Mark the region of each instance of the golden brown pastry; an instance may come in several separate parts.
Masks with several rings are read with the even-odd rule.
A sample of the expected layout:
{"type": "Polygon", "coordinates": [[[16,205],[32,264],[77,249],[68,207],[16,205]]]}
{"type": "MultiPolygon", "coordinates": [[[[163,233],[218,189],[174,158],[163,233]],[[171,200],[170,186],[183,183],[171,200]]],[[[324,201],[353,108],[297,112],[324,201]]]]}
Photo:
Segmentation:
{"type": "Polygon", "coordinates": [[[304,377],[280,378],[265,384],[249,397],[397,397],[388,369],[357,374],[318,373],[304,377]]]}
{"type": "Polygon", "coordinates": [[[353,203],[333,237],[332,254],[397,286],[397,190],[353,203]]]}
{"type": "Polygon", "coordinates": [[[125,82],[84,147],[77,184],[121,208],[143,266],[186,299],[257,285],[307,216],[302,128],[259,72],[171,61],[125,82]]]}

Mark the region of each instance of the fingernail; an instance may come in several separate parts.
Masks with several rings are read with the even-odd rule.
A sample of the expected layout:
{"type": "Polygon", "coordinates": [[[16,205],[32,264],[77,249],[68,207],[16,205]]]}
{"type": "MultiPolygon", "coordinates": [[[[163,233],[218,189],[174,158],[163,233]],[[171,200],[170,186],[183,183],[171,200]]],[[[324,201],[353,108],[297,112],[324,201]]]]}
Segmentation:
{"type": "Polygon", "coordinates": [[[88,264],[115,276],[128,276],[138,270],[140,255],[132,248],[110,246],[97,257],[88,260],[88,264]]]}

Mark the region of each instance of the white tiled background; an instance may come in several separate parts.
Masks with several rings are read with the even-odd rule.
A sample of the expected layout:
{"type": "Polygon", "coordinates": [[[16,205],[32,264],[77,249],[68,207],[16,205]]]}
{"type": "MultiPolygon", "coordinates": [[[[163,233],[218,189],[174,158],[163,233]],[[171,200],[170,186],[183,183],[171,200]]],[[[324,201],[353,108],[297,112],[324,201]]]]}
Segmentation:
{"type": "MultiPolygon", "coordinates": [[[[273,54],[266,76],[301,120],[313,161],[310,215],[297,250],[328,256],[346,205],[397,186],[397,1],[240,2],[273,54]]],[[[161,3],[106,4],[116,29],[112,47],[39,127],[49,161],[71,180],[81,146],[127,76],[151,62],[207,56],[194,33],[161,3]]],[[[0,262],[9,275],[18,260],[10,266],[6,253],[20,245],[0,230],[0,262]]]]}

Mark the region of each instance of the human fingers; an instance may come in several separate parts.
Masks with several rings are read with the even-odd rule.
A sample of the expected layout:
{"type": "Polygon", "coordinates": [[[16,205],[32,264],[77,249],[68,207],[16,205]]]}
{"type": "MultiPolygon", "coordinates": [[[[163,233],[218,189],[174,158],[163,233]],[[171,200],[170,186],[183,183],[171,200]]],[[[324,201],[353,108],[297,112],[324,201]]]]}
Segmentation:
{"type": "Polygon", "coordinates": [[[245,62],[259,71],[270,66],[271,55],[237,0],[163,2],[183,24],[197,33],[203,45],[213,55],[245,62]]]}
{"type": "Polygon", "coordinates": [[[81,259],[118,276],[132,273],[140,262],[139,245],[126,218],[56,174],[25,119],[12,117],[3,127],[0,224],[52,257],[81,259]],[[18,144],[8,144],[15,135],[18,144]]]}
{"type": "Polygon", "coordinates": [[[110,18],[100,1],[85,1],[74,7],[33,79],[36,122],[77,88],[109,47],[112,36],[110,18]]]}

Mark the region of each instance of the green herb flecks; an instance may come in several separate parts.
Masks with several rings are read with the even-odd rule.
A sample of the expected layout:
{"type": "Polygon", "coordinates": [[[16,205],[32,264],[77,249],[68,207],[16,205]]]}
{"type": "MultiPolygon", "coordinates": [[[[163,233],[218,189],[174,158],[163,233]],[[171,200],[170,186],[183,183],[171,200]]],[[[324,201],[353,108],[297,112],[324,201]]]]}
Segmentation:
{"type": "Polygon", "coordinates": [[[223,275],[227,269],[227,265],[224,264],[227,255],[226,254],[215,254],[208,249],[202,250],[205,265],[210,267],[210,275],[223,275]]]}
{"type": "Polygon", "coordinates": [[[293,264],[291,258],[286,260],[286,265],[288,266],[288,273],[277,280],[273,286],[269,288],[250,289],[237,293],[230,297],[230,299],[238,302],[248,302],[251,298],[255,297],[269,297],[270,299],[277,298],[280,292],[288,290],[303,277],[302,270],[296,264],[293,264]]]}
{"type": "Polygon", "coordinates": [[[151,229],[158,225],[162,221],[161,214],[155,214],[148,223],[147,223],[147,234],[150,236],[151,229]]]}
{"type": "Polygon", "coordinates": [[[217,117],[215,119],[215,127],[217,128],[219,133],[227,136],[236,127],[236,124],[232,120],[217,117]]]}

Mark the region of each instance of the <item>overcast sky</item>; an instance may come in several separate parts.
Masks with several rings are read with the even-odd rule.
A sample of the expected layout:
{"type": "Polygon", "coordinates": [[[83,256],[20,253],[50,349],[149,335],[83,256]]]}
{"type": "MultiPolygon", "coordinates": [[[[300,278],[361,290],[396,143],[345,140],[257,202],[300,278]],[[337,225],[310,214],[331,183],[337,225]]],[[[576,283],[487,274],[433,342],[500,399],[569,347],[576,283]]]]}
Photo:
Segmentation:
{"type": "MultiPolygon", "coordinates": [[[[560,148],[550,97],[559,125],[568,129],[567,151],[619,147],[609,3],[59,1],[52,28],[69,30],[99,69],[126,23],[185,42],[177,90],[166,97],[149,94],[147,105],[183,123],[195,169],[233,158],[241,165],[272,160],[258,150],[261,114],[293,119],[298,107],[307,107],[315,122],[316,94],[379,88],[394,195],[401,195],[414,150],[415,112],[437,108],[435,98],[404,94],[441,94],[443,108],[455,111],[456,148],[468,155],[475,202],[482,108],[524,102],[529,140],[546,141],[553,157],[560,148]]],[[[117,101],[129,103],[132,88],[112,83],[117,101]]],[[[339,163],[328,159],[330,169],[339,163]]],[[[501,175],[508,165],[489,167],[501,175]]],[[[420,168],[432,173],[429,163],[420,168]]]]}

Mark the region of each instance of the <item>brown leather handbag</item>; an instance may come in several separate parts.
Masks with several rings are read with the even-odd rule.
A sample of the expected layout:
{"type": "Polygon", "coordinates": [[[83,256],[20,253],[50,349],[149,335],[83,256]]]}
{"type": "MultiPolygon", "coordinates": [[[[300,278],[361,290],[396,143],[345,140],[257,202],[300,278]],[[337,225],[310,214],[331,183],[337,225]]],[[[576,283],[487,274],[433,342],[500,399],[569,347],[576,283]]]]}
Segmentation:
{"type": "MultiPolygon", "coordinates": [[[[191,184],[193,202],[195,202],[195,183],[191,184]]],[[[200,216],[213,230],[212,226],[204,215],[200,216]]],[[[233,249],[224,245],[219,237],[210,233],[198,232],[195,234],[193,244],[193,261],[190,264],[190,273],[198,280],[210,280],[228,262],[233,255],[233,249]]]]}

━━━━━━━━━━━━━━━━━━━━━━━━━━━━━━

Copy out every record above word for word, with nothing changed.

Mark the region of each instance of the golden brown pastry; an instance may come in several separate parts.
Masks with several rings are read with the even-odd rule.
A sample of the expected layout:
{"type": "Polygon", "coordinates": [[[16,205],[32,264],[77,249],[68,207],[16,205]]]}
{"type": "MultiPolygon", "coordinates": [[[[163,233],[218,189],[174,158],[163,233]],[[171,200],[170,186],[183,183],[171,200]]],[[[324,201],[353,108],[297,112],[324,201]]]]}
Photo:
Segmentation:
{"type": "Polygon", "coordinates": [[[304,377],[280,378],[265,384],[249,397],[397,397],[388,369],[357,374],[318,373],[304,377]]]}
{"type": "Polygon", "coordinates": [[[353,203],[333,237],[332,254],[397,286],[397,190],[353,203]]]}
{"type": "Polygon", "coordinates": [[[125,82],[84,147],[77,184],[121,208],[143,266],[186,299],[257,285],[307,216],[302,128],[259,72],[171,61],[125,82]]]}

Mark the region of each instance of the fingernail; an instance may come in several separate parts.
Masks with several rings are read with the even-odd rule.
A sample of the expected layout:
{"type": "Polygon", "coordinates": [[[16,205],[32,264],[77,249],[68,207],[16,205]]]}
{"type": "MultiPolygon", "coordinates": [[[[163,233],[218,189],[174,158],[163,233]],[[171,200],[170,186],[183,183],[171,200]]],[[[324,201],[353,108],[297,112],[324,201]]]]}
Segmentation:
{"type": "Polygon", "coordinates": [[[88,264],[115,276],[128,276],[138,270],[140,255],[132,248],[110,246],[97,257],[88,260],[88,264]]]}

Mark the region of each instance of the white tiled background; an instance may come in several separate parts.
Masks with several rings are read with the even-odd rule.
A sample of the expected layout:
{"type": "Polygon", "coordinates": [[[16,205],[32,264],[77,249],[68,207],[16,205]]]}
{"type": "MultiPolygon", "coordinates": [[[[163,233],[218,189],[174,158],[163,233]],[[171,200],[170,186],[183,183],[171,200]]],[[[324,201],[353,108],[297,112],[324,201]]]]}
Segmentation:
{"type": "MultiPolygon", "coordinates": [[[[273,54],[266,76],[301,120],[313,161],[310,215],[297,250],[328,256],[346,205],[397,186],[397,1],[240,2],[273,54]]],[[[161,3],[106,4],[116,29],[112,47],[39,127],[49,161],[71,180],[81,146],[127,76],[151,62],[207,56],[194,33],[161,3]]],[[[0,262],[9,275],[18,260],[10,266],[6,253],[20,245],[0,230],[0,262]]]]}

Mark the region of each instance of the human fingers; an instance may come in several separate parts.
Masks with several rings are read with the even-odd rule.
A sample of the expected layout:
{"type": "Polygon", "coordinates": [[[16,205],[32,264],[77,249],[68,207],[16,205]]]}
{"type": "MultiPolygon", "coordinates": [[[[163,233],[218,189],[174,158],[163,233]],[[171,200],[170,186],[183,183],[171,200]]],[[[324,201],[353,108],[297,112],[324,201]]]]}
Segmentation:
{"type": "Polygon", "coordinates": [[[245,62],[259,71],[270,66],[271,55],[237,0],[163,2],[183,24],[197,33],[203,45],[213,55],[245,62]]]}
{"type": "Polygon", "coordinates": [[[81,259],[118,276],[132,273],[140,262],[139,245],[126,218],[56,174],[25,119],[12,117],[3,127],[0,224],[52,257],[81,259]],[[18,144],[8,144],[15,135],[18,144]]]}
{"type": "Polygon", "coordinates": [[[110,18],[100,1],[85,1],[74,7],[33,79],[36,122],[77,88],[109,47],[112,36],[110,18]]]}

Mark the region of each instance of the green herb flecks; an instance may come in several separate parts.
Masks with several rings are read with the even-odd rule.
A sample of the expected layout:
{"type": "Polygon", "coordinates": [[[16,205],[32,264],[77,249],[68,207],[16,205]]]}
{"type": "MultiPolygon", "coordinates": [[[[163,233],[218,189],[174,158],[163,233]],[[171,200],[170,186],[183,183],[171,200]]],[[[324,201],[353,108],[297,112],[324,201]]]]}
Segmentation:
{"type": "Polygon", "coordinates": [[[223,275],[227,269],[227,265],[224,264],[227,255],[226,254],[215,254],[208,249],[202,250],[205,265],[210,267],[210,275],[223,275]]]}
{"type": "Polygon", "coordinates": [[[293,264],[291,258],[286,260],[286,265],[288,266],[288,273],[277,280],[273,286],[269,288],[250,289],[237,293],[230,297],[230,299],[238,302],[248,302],[251,298],[255,297],[269,297],[270,299],[277,298],[280,292],[288,290],[303,277],[302,270],[296,264],[293,264]]]}
{"type": "Polygon", "coordinates": [[[151,229],[158,225],[162,221],[161,214],[155,214],[148,223],[147,223],[147,234],[150,236],[151,229]]]}
{"type": "Polygon", "coordinates": [[[217,117],[215,119],[215,127],[217,128],[219,133],[227,136],[236,127],[236,124],[232,120],[217,117]]]}

Mark the region of each instance of the <item>overcast sky</item>; an instance may come in several separate parts.
Masks with several rings are read with the even-odd rule.
A sample of the expected layout:
{"type": "Polygon", "coordinates": [[[83,256],[20,253],[50,349],[149,335],[83,256]]]}
{"type": "MultiPolygon", "coordinates": [[[[300,278],[361,290],[396,143],[345,140],[257,202],[300,278]],[[337,225],[310,214],[331,183],[337,225]]],[[[576,283],[487,274],[433,342],[500,399],[569,347],[576,283]]]]}
Photo:
Segmentation:
{"type": "MultiPolygon", "coordinates": [[[[560,148],[550,97],[559,125],[568,129],[567,151],[619,147],[609,3],[59,1],[52,28],[69,30],[99,69],[126,23],[185,42],[177,90],[166,97],[149,94],[147,105],[183,123],[195,169],[233,158],[241,165],[272,160],[258,150],[261,114],[293,119],[298,107],[307,107],[315,122],[316,94],[379,88],[394,195],[401,195],[414,150],[415,112],[437,108],[435,98],[404,94],[441,94],[443,108],[455,111],[456,148],[468,155],[475,202],[482,108],[524,102],[529,140],[546,141],[553,157],[560,148]]],[[[117,101],[129,103],[132,88],[112,83],[117,101]]],[[[339,163],[328,159],[330,169],[339,163]]],[[[501,175],[508,165],[489,167],[501,175]]],[[[420,168],[432,173],[429,163],[420,168]]]]}

Mark the region of each instance of the <item>brown leather handbag</item>; an instance may come in several separate parts.
Masks with several rings are read with the even-odd rule.
A sample of the expected layout:
{"type": "Polygon", "coordinates": [[[83,256],[20,253],[50,349],[149,335],[83,256]]]}
{"type": "MultiPolygon", "coordinates": [[[[300,278],[361,290],[396,143],[345,140],[257,202],[300,278]],[[337,225],[310,214],[331,183],[337,225]]],[[[576,283],[487,274],[433,342],[500,399],[569,347],[576,283]]]]}
Segmentation:
{"type": "MultiPolygon", "coordinates": [[[[191,184],[193,202],[195,202],[195,183],[191,184]]],[[[200,216],[213,230],[212,226],[204,215],[200,216]]],[[[233,249],[224,245],[219,237],[210,233],[198,232],[195,234],[193,244],[193,261],[190,264],[190,273],[198,280],[210,280],[228,262],[233,255],[233,249]]]]}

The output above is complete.